START ITEMS

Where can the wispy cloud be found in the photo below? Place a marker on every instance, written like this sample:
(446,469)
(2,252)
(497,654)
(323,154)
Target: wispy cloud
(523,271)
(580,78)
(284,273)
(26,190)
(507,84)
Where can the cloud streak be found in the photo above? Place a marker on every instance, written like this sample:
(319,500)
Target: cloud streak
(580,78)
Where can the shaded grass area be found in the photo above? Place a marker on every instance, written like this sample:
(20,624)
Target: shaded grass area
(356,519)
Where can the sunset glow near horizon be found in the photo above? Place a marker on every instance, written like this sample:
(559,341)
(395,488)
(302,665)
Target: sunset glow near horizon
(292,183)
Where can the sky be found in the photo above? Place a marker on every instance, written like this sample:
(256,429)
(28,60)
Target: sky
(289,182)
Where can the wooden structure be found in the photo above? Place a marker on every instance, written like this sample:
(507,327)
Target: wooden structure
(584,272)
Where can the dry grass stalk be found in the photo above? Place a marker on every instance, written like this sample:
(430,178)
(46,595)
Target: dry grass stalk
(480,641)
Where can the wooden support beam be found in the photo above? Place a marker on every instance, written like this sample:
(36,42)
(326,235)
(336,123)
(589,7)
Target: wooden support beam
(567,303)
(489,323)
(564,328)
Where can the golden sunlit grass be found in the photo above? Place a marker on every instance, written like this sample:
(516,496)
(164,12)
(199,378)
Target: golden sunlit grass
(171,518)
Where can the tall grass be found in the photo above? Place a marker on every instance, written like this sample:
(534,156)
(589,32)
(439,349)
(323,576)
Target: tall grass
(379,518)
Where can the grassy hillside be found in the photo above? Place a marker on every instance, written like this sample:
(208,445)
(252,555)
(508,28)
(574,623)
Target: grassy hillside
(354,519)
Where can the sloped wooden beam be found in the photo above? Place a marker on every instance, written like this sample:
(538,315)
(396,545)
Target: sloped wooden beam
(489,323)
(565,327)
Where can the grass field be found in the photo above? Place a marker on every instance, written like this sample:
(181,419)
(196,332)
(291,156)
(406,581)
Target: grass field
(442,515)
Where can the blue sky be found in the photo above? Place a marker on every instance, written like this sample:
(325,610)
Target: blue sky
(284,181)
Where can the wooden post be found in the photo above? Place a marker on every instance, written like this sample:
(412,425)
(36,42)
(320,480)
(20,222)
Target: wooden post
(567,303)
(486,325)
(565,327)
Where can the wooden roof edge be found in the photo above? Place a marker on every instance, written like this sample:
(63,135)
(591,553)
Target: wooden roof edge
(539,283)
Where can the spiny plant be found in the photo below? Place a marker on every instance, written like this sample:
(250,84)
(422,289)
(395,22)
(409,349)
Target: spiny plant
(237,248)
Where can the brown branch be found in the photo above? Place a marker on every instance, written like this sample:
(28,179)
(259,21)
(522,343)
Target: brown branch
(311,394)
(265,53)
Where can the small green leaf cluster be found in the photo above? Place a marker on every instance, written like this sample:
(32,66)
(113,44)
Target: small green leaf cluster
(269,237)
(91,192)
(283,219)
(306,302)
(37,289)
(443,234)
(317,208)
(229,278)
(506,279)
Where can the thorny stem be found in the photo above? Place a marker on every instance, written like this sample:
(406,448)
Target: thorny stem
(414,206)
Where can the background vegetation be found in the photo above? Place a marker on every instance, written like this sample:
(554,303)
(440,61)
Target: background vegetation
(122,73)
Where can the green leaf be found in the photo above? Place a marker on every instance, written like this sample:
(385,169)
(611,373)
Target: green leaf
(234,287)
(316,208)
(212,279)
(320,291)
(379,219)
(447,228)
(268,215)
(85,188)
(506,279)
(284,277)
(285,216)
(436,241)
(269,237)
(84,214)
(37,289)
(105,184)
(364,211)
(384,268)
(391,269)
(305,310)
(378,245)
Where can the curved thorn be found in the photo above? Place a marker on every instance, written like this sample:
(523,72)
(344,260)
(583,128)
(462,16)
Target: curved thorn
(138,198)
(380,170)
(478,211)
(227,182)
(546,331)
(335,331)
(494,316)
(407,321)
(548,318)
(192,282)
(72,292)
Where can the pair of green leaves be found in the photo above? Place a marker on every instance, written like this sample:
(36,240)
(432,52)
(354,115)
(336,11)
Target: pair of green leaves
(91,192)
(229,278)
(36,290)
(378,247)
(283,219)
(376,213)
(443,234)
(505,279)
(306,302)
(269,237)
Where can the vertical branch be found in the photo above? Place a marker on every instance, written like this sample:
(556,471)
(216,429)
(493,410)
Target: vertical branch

END ITEMS

REQUIRED WORK. Return all of the data above unchanged, keeping every line in its original order.

REPLY TO THE EXERCISE.
Where can the wispy cloud be found in the photo below? Place a marker on every instance, written like this sample:
(446,469)
(2,252)
(497,654)
(323,154)
Target: wispy cloud
(523,271)
(580,78)
(284,273)
(26,190)
(507,84)
Where can the cloud streak be found in the photo above? Place a marker on every instance, written like this sample:
(319,500)
Target: cloud streak
(580,78)
Where can the shaded grass area be found in the photo above? Place a marker on every instance, written like this sample:
(20,624)
Target: shaded grass area
(356,519)
Where can the sunset glow near horizon be found in the photo above? Place a marker on every instance, written like this sample:
(559,341)
(395,488)
(302,665)
Target: sunset glow near horizon
(292,183)
Where can the sky be found in the photo above? Place a marker on every instance, written like this sample:
(256,429)
(28,60)
Target: sky
(289,182)
Where can the wooden structure be found in the photo above? Place a marker on every instance, written like this sample:
(507,327)
Target: wooden structure
(584,272)
Where can the dry grass stalk be found in the photo above? Place a marker on every instance, written like this sample:
(430,178)
(46,595)
Target: dry grass stalk
(480,641)
Where can the wooden support beam be found in the photo above? Place a marker on every instance, written like this sample:
(36,42)
(326,235)
(336,123)
(589,7)
Target: wooden support beam
(567,303)
(489,323)
(564,328)
Where can the golden sunlit grass be found in the photo above? Place a marker on every instance, written like this sample:
(516,496)
(164,12)
(199,378)
Target: golden sunlit grass
(171,518)
Where can the tall grass be found in the photo above? Place a marker on every instance, written like this sample:
(534,156)
(589,32)
(439,349)
(323,576)
Target: tall grass
(379,518)
Where can the grassy hillside be found in the photo above? Place a marker on every instance, written like this sample:
(208,445)
(252,555)
(508,28)
(574,623)
Target: grassy hillside
(354,519)
Where can the sloped wooden beam be found in the photo above? Place a marker on every instance, written like this sample:
(538,315)
(396,545)
Target: sloped wooden beam
(489,323)
(565,327)
Where can the grass field be found in the photo above? Place a marker on every instance, written like this sample:
(181,419)
(196,332)
(291,156)
(406,581)
Target: grass field
(442,515)
Where can the blue sky be found in the photo above? Place a marker on every instance, written like this sample:
(325,610)
Target: blue sky
(284,181)
Where can the wooden post be found in the photo above? Place a marker on every instance, written like this sample:
(412,425)
(36,42)
(320,480)
(20,222)
Target: wooden post
(567,303)
(486,325)
(565,327)
Where can the wooden roof edge be found in the photo above? Place a marker on every instance, written like this sample:
(63,135)
(591,553)
Target: wooden roof edge
(539,283)
Where can the spiny plant be found in the photo below? Place a marker on every instance, written like this sample:
(250,84)
(422,289)
(395,22)
(409,349)
Target: spiny plant
(237,248)
Where can the brown branch be found in the photo above? Place a marker on every instance, written like this sample:
(28,179)
(259,21)
(522,343)
Target: brown branch
(311,394)
(265,53)
Where can the small green leaf cluster be found in the photo above? Place a marker on every instance, written like this sample:
(32,66)
(113,44)
Target: small green leaf cluster
(269,237)
(91,192)
(283,219)
(306,302)
(37,289)
(443,234)
(317,208)
(229,278)
(506,279)
Where can the thorny stem be found in the photo above? Place a marker on every instance, written like this sample:
(406,448)
Target: thorny stem
(414,206)
Where can the background vegetation be found in the photo above? Place a marker on every instance, written like this sample:
(554,303)
(440,61)
Target: background vegetation
(122,73)
Where can the green leaf be found in the photo above? Place a marker on every instance, written like this sample:
(385,169)
(611,373)
Target: green leaf
(234,287)
(316,208)
(212,279)
(320,291)
(379,219)
(447,228)
(268,215)
(85,188)
(506,279)
(284,277)
(285,216)
(436,241)
(269,237)
(84,214)
(37,289)
(105,184)
(364,211)
(384,268)
(391,269)
(305,310)
(378,245)
Where can the curved thorn be found in the photo above? Place a marker on every instance, written like this sample:
(523,72)
(344,260)
(583,128)
(462,16)
Target: curved thorn
(138,198)
(380,170)
(478,211)
(227,182)
(546,331)
(335,331)
(494,316)
(407,321)
(548,318)
(192,282)
(72,292)
Where can the pair of green leaves be found in the photo above? Place a marker on every instance, written like this sample:
(36,240)
(432,52)
(354,115)
(336,11)
Target: pair of green leaves
(91,192)
(229,278)
(36,290)
(378,247)
(283,219)
(376,213)
(443,234)
(505,279)
(306,302)
(269,237)
Where can the vertical branch be found in the photo above? Place a marker on every instance, written like this sample:
(556,471)
(216,429)
(493,410)
Target: vertical branch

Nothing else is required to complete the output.